Please repeat the listing below exactly, but do not include its pictures.

=== Section Start ===

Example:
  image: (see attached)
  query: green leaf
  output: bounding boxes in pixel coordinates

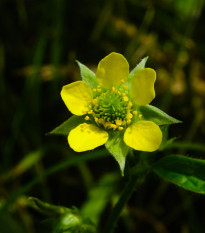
[48,115,85,136]
[138,105,182,125]
[153,155,205,194]
[128,56,149,81]
[81,173,119,225]
[76,60,98,89]
[105,131,130,175]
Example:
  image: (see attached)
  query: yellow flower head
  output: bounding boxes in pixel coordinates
[61,52,162,171]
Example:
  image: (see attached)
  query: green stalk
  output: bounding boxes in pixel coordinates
[103,165,148,233]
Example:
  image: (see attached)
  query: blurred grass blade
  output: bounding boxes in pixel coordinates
[163,142,205,152]
[0,149,108,213]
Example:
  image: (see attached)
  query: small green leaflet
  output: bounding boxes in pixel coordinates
[138,105,182,125]
[105,131,130,175]
[153,155,205,194]
[76,60,98,89]
[48,115,85,136]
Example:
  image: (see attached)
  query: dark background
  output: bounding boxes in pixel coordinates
[0,0,205,232]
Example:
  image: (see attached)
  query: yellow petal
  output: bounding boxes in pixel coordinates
[131,68,156,105]
[124,121,162,152]
[96,52,129,89]
[68,123,109,152]
[61,81,93,115]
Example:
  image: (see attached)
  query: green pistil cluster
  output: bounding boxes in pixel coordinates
[88,86,134,130]
[93,90,128,123]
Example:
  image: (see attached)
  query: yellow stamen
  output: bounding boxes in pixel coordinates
[93,99,98,105]
[112,87,116,92]
[94,117,98,123]
[97,85,100,89]
[121,79,125,84]
[123,85,129,90]
[111,124,117,130]
[139,114,142,119]
[127,112,133,119]
[128,102,132,108]
[123,96,129,102]
[133,110,137,115]
[115,119,122,126]
[127,119,131,124]
[98,118,105,124]
[104,121,112,129]
[85,116,89,120]
[88,110,93,114]
[118,126,124,131]
[93,88,96,92]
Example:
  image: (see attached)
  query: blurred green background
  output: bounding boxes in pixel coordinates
[1,0,205,232]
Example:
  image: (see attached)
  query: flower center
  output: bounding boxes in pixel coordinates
[91,86,134,130]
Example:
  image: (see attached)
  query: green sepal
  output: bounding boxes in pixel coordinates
[54,208,97,233]
[105,131,130,175]
[153,155,205,194]
[76,60,98,89]
[128,56,149,82]
[48,115,85,136]
[137,105,182,125]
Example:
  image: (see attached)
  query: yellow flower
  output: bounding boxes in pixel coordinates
[61,52,162,153]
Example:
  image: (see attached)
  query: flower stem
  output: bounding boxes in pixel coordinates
[102,172,146,233]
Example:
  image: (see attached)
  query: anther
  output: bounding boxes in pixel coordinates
[115,119,122,126]
[121,79,125,84]
[93,99,98,105]
[123,85,129,90]
[88,110,93,114]
[93,88,97,92]
[133,111,137,115]
[127,119,131,124]
[123,96,129,102]
[111,124,117,130]
[112,87,116,92]
[85,116,89,120]
[118,126,124,131]
[128,102,133,108]
[139,114,142,119]
[98,118,105,124]
[97,85,100,89]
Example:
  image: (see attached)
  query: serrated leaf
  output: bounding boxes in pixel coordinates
[76,61,98,89]
[153,155,205,194]
[138,105,182,125]
[105,131,130,175]
[128,56,149,81]
[48,115,85,136]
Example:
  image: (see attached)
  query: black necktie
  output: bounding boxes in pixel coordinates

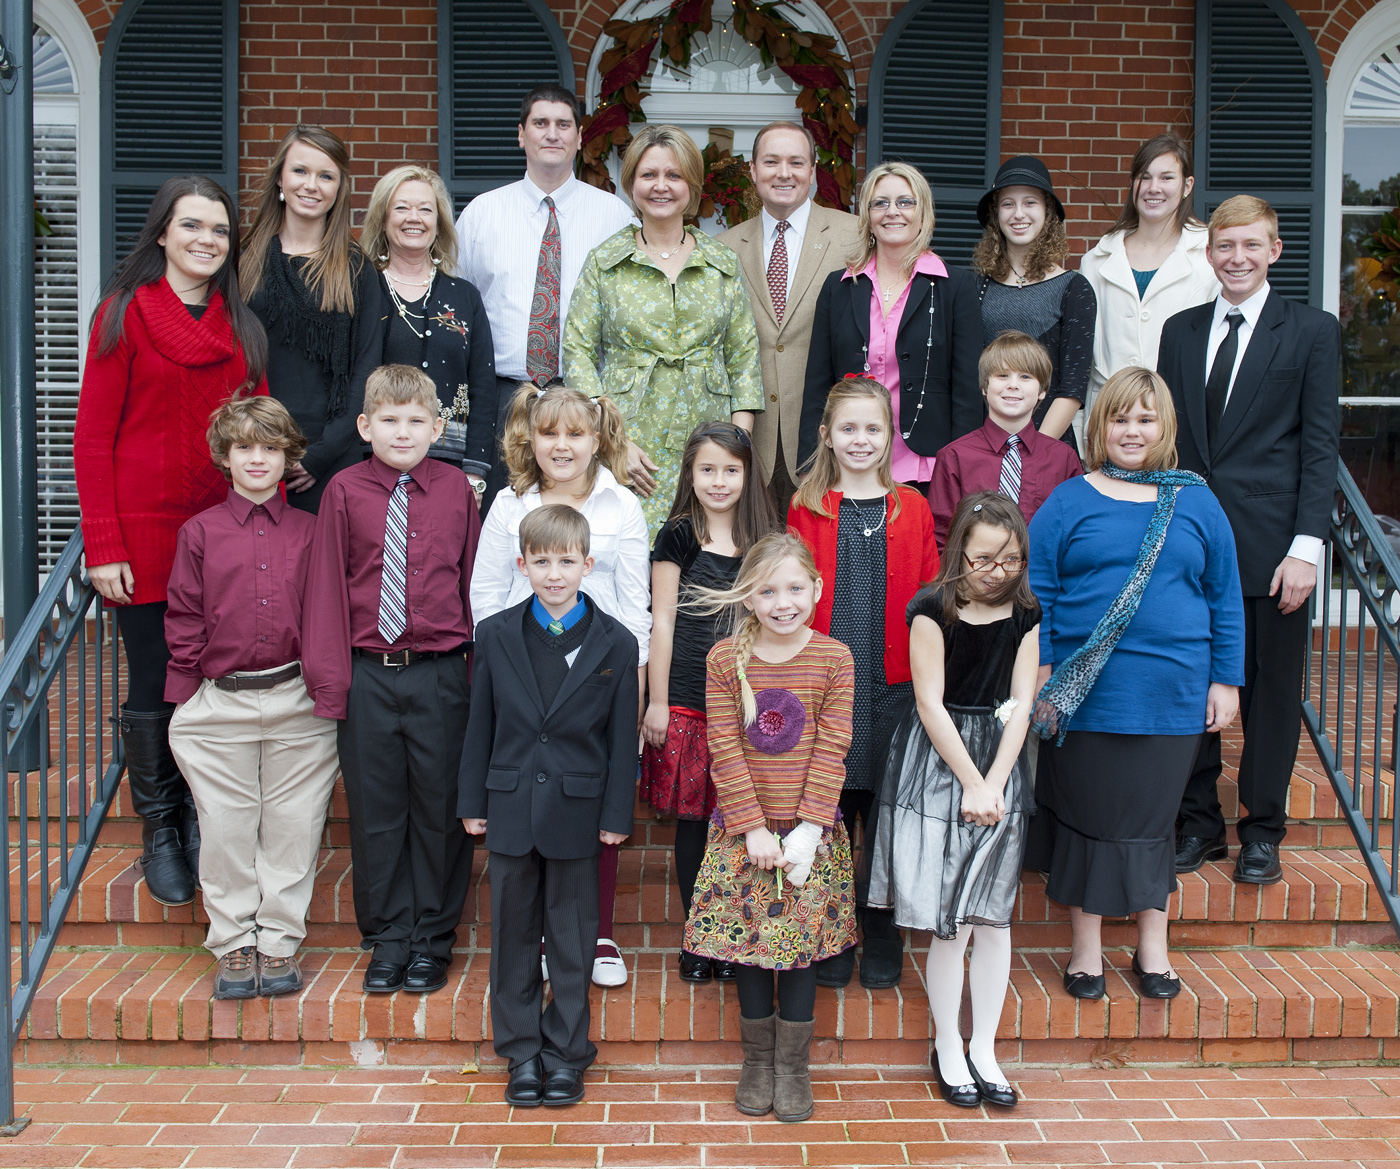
[1205,310,1244,456]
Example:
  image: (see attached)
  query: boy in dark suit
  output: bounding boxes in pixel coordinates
[1157,195,1340,886]
[460,505,638,1108]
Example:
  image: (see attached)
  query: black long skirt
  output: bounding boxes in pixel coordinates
[1023,730,1200,917]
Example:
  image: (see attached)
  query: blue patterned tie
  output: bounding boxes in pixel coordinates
[999,432,1021,505]
[377,472,412,643]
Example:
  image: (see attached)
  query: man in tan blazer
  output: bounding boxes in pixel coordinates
[719,122,860,510]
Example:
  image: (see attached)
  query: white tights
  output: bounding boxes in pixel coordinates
[925,923,1012,1089]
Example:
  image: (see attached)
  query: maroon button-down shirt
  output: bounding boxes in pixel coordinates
[927,416,1084,550]
[164,488,317,704]
[302,455,482,719]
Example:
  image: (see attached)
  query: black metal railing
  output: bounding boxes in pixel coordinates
[1303,458,1400,938]
[0,530,123,1133]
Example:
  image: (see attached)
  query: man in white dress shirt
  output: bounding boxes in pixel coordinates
[455,84,634,504]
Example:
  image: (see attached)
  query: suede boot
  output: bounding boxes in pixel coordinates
[735,1013,776,1116]
[772,1017,815,1122]
[121,706,195,906]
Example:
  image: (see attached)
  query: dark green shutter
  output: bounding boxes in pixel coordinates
[1194,0,1325,306]
[866,0,1002,267]
[99,0,237,277]
[438,0,575,211]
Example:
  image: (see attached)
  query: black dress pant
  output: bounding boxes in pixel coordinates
[1178,594,1309,846]
[489,850,599,1073]
[338,653,474,964]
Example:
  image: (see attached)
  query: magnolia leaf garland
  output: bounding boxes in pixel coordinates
[579,0,857,211]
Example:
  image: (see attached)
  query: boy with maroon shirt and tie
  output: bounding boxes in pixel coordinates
[166,397,339,1000]
[303,364,483,995]
[927,331,1084,551]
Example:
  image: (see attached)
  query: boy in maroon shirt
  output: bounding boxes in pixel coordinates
[303,365,482,996]
[927,331,1084,550]
[166,397,338,1000]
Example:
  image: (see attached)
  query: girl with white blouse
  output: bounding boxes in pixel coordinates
[470,381,651,991]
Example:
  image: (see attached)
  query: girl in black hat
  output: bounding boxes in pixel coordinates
[972,157,1097,453]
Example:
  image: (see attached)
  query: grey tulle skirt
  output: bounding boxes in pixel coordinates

=== Section End ===

*RESPONSE BELOW*
Example:
  image: (see attached)
  query: green leaf
  output: bounding boxes in pixel coordinates

[48,115,85,136]
[138,105,182,125]
[153,155,205,194]
[128,56,149,81]
[81,173,119,225]
[76,60,98,89]
[105,131,130,175]
Example:
  image: (see attached)
  query: yellow flower head
  output: bounding boxes in pixel coordinates
[61,52,162,171]
Example:
  image: (see attached)
  query: green stalk
  output: bounding boxes in pixel coordinates
[103,165,148,233]
Example:
  image: (see attached)
  query: blurred grass blade
  output: bounding boxes in pixel coordinates
[163,142,205,152]
[0,149,108,213]
Example:
  image: (see attached)
  query: small green leaflet
  output: bounding boxes in pixel coordinates
[138,105,182,125]
[105,131,130,175]
[153,155,205,194]
[76,60,98,89]
[48,115,85,136]
Example:
  image: (see attached)
  query: dark background
  output: bounding boxes in pixel coordinates
[0,0,205,232]
Example:
  image: (see attached)
  query: yellow petal
  output: bounding boxes in pixel coordinates
[131,68,156,105]
[124,121,162,152]
[96,52,129,89]
[68,123,109,152]
[61,81,93,115]
Example:
  image: (see attached)
  query: green pistil cluster
  output: bounding boxes in pixel coordinates
[88,86,134,130]
[93,90,128,123]
Example:
  image: (see attached)
  query: yellow stamen
  output: bounding boxes in pixel coordinates
[93,99,98,105]
[112,87,116,92]
[94,117,98,123]
[97,85,100,89]
[121,79,125,84]
[123,85,129,90]
[111,124,117,130]
[139,114,142,119]
[127,112,133,119]
[128,102,132,108]
[123,96,129,102]
[133,110,137,115]
[115,119,122,126]
[127,119,131,124]
[98,118,105,124]
[104,121,112,129]
[85,116,89,120]
[88,110,93,114]
[118,126,124,131]
[93,88,96,92]
Example:
  image: (see attached)
  query: blurred green background
  output: bounding boxes in pixel coordinates
[1,0,205,232]
Example:
  image: (see attached)
  query: flower center
  output: bounding boxes in pixel coordinates
[91,86,134,130]
Example:
  image: (see attached)
  query: green sepal
  output: bounding boxes in pixel coordinates
[54,208,97,233]
[105,131,130,175]
[153,155,205,194]
[76,60,98,89]
[128,56,149,82]
[48,115,85,136]
[137,105,182,125]
Example:
  image: (see attached)
  query: yellow flower
  output: bounding boxes in pixel coordinates
[61,52,162,153]
Example:
  image: (see attached)
  query: flower stem
  output: bounding boxes in pixel coordinates
[102,172,146,233]
Example:
  image: (see attached)
  query: anther
  output: bounding boxes in pixel coordinates
[115,119,122,126]
[121,79,125,84]
[93,99,98,105]
[123,85,129,90]
[88,110,93,114]
[93,88,97,92]
[133,111,137,115]
[127,119,131,124]
[123,96,129,102]
[111,124,117,130]
[112,87,116,92]
[85,116,89,120]
[118,126,124,131]
[128,102,133,108]
[139,114,142,119]
[98,118,105,124]
[97,85,100,89]
Example:
  image: (see attached)
  query: serrated leaf
  output: bounding boxes in pixel coordinates
[76,61,98,89]
[153,155,205,194]
[138,105,182,125]
[105,131,130,175]
[128,56,149,81]
[48,115,85,136]
Example:
  image: (see attached)
  query: black necktie
  output: bounding boxes in pixel coordinates

[1205,310,1244,456]
Example:
  image: (see attached)
  query: boy in dark suit
  output: bounding boxes in pixel coordinates
[1157,195,1340,886]
[460,505,638,1108]
Example:
  image: (see attached)
  query: black long skirt
  output: bounding boxes in pixel coordinates
[1023,730,1200,917]
Example:
  image: (see attached)
  query: blue patterned tie
  output: bounding boxes in pixel coordinates
[999,432,1021,505]
[377,472,412,643]
Example:
  image: (see attached)
  query: man in tan blazer
  output: bounding boxes in pixel coordinates
[719,122,860,510]
Example:
  image: (see attached)
  query: white tights
  output: bounding boxes in pixel coordinates
[925,923,1012,1089]
Example:
  image: (see attached)
  query: maroon button-down shirt
  output: bounding boxes in pixel coordinates
[927,416,1084,550]
[164,488,317,704]
[302,455,482,719]
Example:
  image: (see attached)
  query: black metal railing
  output: bounding boxes in pixel coordinates
[1303,458,1400,938]
[0,530,123,1133]
Example:
  image: (see attached)
  query: man in white dress shirt
  output: bounding boxes in pixel coordinates
[455,84,634,504]
Example:
  image: (see attached)
  query: suede boot
  output: bounding boxes in pixel coordinates
[735,1013,776,1116]
[772,1017,815,1122]
[121,706,195,906]
Example:
  image: (see attached)
  query: dark green shutter
  output: bounding boxes in pixel coordinates
[1194,0,1325,306]
[866,0,1002,267]
[99,0,237,277]
[438,0,575,211]
Example:
  image: (see attached)
  query: black dress pant
  output: bounding boxes in pixel coordinates
[1178,594,1309,846]
[489,850,599,1073]
[338,653,474,964]
Example:
  image: (see attached)
  query: magnolia leaf garland
  output: bounding boxes in pixel coordinates
[579,0,857,211]
Example:
  image: (see attached)
  query: boy with maroon shirt and tie
  output: bounding boxes in pixel coordinates
[166,397,339,1000]
[303,364,483,995]
[927,331,1084,551]
Example:
  image: (see attached)
  query: boy in maroon shirt
  output: bounding boxes in pixel coordinates
[303,365,482,996]
[927,331,1084,550]
[166,397,338,1000]
Example:
  image: (see attached)
  query: girl with white blouse
  output: bounding boxes in pixel coordinates
[470,381,651,991]
Example:
  image: (see attached)
  query: girl in black hat
  output: bounding boxes in pixel coordinates
[972,157,1097,453]
Example:
  image: (see attached)
  query: grey tulle skirt
  output: bounding boxes in pixel coordinates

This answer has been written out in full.